[Exercise material — start]

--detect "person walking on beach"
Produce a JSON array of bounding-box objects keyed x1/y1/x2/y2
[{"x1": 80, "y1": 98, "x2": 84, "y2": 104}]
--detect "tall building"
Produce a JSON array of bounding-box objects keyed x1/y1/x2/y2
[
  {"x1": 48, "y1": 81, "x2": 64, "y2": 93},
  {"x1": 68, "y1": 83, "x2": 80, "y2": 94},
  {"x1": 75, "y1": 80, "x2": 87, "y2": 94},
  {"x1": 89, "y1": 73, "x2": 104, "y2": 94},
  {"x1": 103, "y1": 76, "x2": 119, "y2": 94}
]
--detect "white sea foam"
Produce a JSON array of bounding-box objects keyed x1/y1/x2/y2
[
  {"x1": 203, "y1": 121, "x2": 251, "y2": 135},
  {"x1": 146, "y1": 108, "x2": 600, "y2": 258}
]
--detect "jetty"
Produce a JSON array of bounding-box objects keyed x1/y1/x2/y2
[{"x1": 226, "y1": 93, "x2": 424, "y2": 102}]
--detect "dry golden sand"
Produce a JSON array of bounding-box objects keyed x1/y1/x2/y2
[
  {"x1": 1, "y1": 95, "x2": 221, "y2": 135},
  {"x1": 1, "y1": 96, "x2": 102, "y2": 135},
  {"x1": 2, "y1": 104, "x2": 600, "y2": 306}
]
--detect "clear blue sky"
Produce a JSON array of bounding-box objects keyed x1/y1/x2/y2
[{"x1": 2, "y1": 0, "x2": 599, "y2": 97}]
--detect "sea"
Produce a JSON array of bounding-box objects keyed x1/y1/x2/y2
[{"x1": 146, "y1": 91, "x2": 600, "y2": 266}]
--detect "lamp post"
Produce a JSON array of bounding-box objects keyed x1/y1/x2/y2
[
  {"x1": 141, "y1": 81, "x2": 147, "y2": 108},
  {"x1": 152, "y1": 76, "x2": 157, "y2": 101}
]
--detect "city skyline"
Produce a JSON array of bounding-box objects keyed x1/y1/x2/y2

[Exercise material — finish]

Task details. For every line of the records that has the word "detect" in it, make a copy.

Written solution.
--detect "person walking on beach"
--detect "tall building"
--detect "white sea foam"
--detect "jetty"
--detect "dry golden sand"
--detect "clear blue sky"
--detect "sea"
--detect "lamp post"
--detect "city skyline"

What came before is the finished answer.